Count the lines in the listing below that contain the word "blonde". Reply with the number alone.

(Pointing records)
+++
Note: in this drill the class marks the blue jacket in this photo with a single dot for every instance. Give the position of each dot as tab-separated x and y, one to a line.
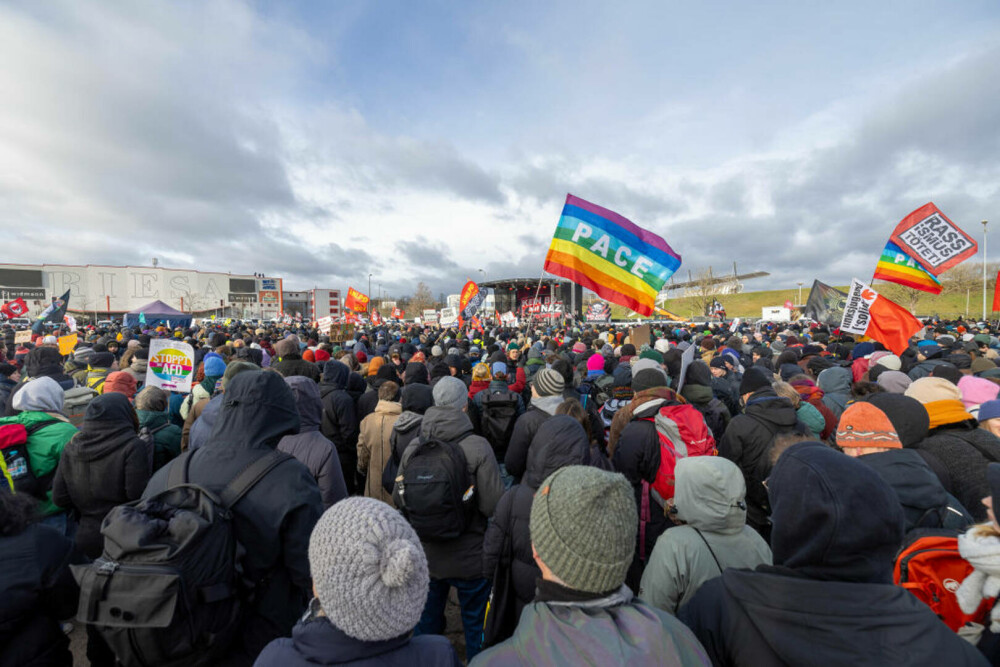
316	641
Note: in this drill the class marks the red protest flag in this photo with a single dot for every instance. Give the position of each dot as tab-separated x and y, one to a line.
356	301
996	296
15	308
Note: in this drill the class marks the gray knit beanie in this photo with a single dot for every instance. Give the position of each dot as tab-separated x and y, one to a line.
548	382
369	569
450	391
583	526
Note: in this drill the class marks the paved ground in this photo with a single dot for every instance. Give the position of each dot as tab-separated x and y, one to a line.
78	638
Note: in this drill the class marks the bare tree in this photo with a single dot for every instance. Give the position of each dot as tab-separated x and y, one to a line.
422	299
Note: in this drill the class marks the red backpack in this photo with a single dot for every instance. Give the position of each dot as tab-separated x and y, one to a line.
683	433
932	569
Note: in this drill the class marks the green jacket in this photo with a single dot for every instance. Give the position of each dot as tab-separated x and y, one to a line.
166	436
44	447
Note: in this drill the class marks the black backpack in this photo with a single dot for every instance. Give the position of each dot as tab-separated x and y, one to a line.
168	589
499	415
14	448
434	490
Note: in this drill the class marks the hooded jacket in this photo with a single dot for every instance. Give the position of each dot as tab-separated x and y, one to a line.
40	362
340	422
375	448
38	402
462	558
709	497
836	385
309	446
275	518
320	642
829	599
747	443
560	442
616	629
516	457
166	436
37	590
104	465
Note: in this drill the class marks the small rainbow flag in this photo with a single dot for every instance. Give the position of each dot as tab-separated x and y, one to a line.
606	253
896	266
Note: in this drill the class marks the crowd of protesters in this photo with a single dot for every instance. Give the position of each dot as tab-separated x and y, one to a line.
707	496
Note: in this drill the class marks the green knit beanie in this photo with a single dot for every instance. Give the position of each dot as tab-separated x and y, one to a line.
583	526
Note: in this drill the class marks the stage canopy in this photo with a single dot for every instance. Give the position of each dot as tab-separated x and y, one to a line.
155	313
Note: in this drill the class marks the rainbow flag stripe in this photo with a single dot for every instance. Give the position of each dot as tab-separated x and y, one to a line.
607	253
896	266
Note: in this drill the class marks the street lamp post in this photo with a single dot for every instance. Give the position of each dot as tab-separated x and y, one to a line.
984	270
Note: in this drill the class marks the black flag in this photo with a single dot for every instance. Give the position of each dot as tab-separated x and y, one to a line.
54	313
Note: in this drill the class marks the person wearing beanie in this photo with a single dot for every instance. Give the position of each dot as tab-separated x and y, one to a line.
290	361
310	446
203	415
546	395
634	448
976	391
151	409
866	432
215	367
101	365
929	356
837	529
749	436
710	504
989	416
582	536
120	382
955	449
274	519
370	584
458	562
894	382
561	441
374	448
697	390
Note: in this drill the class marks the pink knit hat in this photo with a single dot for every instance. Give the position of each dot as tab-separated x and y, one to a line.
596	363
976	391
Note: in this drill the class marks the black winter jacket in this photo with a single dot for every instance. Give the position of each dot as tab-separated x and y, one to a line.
+++
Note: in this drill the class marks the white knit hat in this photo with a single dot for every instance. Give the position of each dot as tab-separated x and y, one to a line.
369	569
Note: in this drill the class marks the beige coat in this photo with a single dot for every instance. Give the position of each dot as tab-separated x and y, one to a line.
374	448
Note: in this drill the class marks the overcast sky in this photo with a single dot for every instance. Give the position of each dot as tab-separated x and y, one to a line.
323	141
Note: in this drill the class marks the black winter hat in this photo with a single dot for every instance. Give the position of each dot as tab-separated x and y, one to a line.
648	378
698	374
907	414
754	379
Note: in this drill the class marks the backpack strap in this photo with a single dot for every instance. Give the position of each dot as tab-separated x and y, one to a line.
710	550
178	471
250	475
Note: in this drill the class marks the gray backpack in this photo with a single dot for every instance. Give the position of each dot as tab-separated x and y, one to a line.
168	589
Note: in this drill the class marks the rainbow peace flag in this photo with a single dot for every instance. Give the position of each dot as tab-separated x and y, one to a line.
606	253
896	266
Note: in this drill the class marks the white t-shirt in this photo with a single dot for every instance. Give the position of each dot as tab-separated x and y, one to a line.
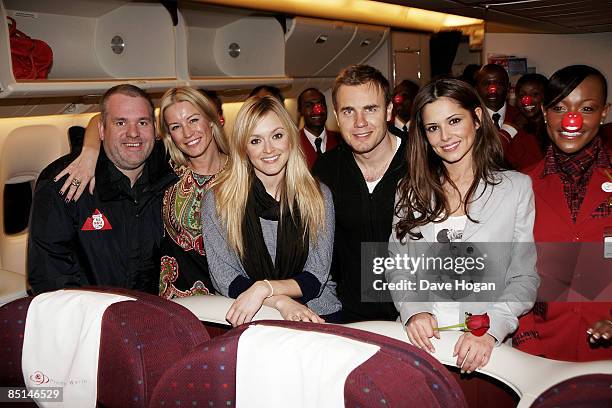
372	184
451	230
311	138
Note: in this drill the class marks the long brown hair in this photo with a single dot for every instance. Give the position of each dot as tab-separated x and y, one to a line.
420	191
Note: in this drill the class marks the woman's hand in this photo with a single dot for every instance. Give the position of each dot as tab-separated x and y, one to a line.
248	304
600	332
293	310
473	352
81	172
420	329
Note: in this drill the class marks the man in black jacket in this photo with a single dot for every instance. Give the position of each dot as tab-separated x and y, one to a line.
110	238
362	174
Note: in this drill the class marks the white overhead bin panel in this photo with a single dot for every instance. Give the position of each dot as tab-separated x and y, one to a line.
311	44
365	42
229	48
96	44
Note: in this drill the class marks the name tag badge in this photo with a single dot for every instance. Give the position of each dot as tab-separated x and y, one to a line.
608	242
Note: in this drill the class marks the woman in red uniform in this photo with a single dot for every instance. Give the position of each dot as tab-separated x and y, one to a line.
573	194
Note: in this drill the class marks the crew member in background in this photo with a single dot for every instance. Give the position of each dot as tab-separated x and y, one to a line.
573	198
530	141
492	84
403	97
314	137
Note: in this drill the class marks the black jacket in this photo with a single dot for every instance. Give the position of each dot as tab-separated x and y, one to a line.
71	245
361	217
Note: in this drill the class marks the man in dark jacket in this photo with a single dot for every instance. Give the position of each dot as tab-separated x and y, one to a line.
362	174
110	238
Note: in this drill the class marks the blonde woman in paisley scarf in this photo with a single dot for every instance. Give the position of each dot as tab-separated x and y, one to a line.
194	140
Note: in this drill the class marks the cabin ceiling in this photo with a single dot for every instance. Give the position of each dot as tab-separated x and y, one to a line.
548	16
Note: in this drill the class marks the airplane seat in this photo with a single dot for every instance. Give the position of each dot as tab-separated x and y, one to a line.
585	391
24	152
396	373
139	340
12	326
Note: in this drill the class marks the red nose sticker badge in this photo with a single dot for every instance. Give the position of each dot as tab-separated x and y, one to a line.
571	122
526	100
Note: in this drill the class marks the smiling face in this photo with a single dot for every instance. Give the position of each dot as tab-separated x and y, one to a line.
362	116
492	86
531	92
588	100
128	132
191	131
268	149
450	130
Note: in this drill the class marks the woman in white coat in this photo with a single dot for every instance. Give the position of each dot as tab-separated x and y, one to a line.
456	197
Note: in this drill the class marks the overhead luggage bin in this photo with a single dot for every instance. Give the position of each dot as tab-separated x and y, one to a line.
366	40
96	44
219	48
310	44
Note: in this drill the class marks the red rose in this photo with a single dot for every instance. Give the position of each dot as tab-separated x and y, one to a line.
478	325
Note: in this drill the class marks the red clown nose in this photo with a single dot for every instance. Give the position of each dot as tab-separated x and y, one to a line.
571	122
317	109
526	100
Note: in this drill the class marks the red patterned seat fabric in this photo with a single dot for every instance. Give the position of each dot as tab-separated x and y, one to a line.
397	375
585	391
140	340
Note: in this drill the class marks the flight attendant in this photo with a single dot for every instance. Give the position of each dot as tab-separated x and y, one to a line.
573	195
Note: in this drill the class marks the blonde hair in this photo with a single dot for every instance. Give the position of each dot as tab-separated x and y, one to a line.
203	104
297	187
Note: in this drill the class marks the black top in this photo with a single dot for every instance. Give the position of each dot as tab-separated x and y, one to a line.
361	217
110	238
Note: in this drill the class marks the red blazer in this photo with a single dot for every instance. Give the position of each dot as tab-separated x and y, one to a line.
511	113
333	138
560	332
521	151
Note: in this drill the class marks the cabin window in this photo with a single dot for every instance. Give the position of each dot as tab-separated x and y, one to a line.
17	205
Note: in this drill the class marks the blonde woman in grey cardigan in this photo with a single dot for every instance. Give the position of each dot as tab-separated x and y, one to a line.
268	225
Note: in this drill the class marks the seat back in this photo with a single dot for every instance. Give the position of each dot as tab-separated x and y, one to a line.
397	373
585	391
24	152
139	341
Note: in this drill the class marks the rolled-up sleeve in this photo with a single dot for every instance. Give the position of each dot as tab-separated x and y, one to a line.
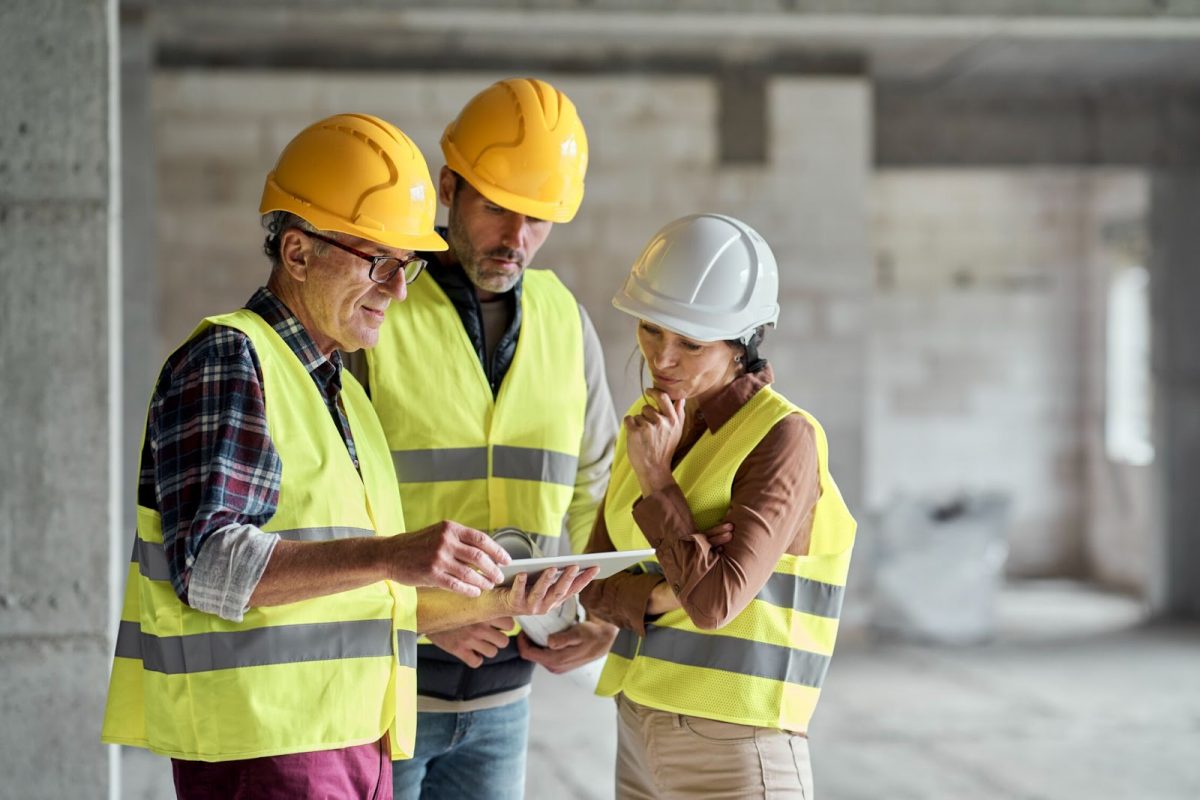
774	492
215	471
+++
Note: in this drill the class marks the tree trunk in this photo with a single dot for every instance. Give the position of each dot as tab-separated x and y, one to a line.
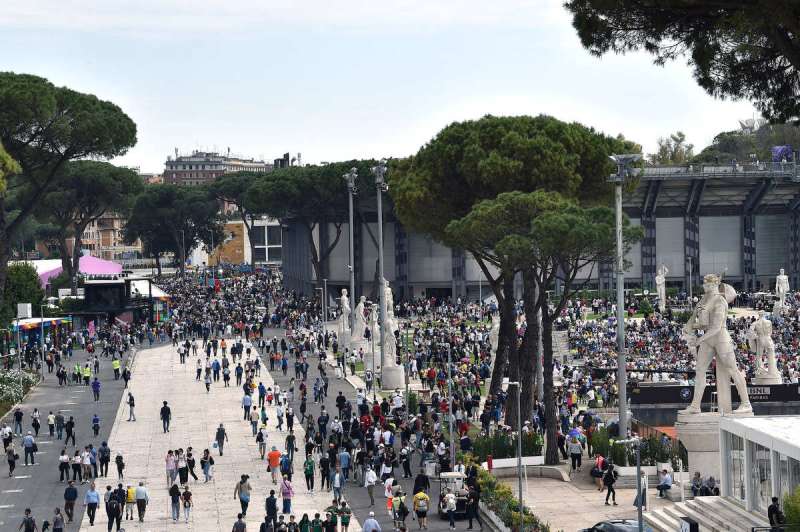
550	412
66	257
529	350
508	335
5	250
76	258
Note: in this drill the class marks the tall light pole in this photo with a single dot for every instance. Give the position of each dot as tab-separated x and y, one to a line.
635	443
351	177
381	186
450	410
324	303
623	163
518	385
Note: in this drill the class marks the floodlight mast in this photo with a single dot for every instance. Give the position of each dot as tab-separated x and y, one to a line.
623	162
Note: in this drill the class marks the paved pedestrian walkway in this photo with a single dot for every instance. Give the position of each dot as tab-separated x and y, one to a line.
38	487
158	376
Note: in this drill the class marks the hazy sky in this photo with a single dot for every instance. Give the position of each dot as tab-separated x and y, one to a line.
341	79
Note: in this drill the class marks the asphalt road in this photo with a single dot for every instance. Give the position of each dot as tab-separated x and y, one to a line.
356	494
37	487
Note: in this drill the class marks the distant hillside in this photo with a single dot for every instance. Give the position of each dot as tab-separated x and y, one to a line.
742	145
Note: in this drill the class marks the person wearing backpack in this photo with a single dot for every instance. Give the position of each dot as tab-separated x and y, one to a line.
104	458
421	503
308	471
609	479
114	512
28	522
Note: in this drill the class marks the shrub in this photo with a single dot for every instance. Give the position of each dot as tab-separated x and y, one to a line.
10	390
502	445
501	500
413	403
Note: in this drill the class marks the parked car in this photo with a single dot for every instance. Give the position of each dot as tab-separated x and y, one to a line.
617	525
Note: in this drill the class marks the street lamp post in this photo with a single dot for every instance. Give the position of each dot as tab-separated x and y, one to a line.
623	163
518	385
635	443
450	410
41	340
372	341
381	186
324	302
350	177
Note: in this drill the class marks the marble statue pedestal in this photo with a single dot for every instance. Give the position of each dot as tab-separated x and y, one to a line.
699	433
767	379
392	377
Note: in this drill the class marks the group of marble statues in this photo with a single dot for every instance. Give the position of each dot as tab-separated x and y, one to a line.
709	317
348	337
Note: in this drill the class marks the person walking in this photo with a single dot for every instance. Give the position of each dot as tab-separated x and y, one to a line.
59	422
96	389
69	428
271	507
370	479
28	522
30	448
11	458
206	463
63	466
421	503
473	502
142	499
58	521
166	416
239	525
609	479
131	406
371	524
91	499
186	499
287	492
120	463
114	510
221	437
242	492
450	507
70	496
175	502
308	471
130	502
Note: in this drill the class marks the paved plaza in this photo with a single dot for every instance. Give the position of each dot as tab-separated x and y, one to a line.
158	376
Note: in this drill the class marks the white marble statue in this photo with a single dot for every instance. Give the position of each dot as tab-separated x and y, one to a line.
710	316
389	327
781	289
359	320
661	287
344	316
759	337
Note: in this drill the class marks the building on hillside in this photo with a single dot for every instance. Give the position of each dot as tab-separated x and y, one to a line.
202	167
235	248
+++
• [SOLUTION FOR THIS PROBLEM]
3